■ Information shown
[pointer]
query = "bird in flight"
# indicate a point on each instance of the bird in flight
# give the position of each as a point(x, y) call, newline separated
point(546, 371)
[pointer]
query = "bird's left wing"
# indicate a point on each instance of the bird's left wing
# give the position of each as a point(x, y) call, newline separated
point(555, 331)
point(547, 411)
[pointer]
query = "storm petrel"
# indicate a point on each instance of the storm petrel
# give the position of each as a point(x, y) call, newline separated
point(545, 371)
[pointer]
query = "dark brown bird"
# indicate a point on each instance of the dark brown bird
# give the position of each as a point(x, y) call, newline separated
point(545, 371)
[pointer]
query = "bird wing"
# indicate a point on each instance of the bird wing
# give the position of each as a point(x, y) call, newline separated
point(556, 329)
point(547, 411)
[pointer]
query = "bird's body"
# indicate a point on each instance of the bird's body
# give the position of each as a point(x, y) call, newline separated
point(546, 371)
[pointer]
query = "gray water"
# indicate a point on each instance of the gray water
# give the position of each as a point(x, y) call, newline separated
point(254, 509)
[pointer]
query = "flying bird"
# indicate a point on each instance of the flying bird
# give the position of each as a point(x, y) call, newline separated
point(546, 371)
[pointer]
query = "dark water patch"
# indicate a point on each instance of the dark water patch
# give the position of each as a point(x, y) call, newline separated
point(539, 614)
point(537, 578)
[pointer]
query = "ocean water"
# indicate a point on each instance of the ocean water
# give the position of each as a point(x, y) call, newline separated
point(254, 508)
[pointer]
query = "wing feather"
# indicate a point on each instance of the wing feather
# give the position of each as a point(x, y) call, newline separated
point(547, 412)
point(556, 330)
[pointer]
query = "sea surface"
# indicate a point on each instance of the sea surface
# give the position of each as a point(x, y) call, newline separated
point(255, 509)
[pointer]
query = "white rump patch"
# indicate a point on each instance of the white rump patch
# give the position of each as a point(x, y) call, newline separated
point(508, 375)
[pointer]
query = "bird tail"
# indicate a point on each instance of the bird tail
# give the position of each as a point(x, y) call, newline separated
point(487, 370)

...

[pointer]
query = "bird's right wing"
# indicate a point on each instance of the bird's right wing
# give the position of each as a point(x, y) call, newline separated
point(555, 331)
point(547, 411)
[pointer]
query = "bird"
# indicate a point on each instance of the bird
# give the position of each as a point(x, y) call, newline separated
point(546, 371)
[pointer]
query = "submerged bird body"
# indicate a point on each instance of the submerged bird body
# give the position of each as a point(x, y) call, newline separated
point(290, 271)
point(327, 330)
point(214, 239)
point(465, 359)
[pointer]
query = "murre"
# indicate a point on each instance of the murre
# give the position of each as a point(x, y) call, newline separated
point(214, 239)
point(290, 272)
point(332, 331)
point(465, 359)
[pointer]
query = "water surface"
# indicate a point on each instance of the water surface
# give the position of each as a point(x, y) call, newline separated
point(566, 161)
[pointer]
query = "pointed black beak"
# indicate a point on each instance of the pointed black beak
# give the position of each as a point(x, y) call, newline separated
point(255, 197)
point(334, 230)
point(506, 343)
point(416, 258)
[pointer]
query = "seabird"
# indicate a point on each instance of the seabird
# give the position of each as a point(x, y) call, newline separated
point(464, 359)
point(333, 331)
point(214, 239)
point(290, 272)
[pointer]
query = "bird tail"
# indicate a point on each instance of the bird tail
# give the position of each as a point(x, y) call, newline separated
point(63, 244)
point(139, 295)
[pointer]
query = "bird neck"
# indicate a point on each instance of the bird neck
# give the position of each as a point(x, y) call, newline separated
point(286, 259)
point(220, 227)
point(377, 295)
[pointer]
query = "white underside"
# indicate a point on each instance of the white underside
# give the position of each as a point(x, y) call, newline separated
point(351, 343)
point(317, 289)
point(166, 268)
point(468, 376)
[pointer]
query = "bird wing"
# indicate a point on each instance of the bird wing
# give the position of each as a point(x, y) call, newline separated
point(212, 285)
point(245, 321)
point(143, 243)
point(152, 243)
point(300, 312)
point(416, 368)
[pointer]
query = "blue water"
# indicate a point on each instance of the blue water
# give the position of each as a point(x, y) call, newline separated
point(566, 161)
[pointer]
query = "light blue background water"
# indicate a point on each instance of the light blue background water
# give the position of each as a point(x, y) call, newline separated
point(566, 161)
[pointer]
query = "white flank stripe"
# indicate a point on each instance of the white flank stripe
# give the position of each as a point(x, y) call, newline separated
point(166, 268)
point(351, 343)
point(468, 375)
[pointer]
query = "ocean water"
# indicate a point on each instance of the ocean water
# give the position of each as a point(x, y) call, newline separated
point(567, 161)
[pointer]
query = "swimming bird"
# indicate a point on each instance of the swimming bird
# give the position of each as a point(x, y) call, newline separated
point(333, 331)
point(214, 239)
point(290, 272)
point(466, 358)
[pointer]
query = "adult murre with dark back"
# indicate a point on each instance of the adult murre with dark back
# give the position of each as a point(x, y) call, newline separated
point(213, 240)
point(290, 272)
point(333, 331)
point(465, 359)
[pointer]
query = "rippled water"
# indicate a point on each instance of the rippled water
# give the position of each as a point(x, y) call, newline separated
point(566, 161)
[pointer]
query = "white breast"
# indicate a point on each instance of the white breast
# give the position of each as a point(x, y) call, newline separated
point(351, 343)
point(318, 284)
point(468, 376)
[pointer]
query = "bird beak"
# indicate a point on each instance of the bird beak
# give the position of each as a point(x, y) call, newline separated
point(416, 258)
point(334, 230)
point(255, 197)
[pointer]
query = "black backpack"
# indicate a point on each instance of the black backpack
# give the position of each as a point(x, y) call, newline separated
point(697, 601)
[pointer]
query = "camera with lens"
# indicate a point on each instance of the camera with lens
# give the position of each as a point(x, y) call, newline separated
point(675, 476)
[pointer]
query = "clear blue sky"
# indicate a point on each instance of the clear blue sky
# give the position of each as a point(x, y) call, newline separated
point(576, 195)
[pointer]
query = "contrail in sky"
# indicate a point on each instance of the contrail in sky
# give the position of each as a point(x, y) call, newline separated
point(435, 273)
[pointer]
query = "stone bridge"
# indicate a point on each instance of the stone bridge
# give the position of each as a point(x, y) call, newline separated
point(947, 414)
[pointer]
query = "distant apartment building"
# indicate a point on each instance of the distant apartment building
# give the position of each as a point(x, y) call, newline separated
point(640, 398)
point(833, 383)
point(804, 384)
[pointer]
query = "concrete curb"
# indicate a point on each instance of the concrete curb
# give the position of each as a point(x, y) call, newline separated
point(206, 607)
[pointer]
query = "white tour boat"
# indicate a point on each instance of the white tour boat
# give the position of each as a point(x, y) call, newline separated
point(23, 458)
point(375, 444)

==

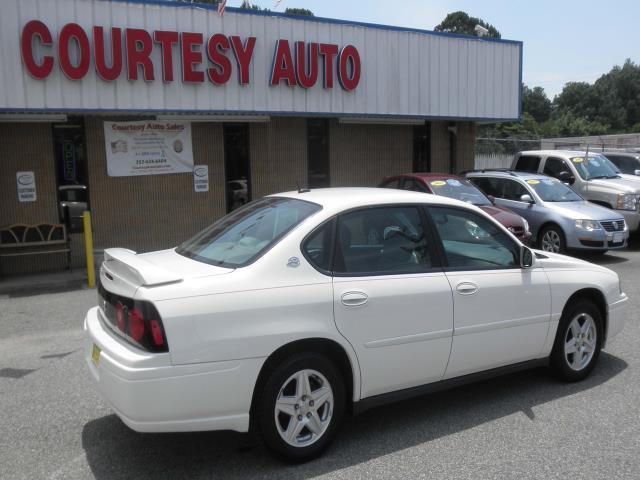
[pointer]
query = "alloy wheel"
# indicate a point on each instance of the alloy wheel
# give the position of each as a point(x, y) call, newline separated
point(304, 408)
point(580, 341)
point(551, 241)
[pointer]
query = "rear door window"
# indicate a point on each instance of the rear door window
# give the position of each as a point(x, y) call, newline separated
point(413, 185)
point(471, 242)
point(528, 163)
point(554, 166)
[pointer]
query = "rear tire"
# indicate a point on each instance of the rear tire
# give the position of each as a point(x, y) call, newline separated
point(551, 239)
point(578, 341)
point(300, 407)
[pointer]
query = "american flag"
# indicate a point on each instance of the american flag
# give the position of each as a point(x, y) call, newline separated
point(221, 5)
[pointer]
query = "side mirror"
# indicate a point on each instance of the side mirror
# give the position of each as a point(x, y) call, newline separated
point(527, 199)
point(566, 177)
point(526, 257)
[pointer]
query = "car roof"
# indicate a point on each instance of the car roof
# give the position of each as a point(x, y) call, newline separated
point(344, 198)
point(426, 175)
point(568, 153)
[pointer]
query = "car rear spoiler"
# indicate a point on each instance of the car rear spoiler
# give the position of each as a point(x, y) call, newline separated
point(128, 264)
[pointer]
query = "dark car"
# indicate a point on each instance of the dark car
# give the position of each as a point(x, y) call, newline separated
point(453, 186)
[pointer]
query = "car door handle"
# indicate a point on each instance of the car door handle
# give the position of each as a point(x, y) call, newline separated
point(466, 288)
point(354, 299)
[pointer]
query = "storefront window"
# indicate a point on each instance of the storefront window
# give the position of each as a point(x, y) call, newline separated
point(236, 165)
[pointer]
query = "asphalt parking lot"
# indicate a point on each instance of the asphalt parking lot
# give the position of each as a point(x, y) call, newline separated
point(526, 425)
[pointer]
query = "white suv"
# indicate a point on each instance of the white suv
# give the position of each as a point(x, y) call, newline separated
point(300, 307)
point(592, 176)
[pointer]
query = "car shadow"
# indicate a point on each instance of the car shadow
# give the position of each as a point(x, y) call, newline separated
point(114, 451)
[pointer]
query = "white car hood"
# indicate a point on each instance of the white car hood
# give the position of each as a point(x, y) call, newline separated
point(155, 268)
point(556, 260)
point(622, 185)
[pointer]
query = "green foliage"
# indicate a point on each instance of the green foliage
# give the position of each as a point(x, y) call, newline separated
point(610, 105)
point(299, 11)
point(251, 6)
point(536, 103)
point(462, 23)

■ Exercise aim
Go through the listing above and list every line that has the word "roof".

■ Solution to this exercise
query = "car roof"
# indicate a point on each instance of the car roof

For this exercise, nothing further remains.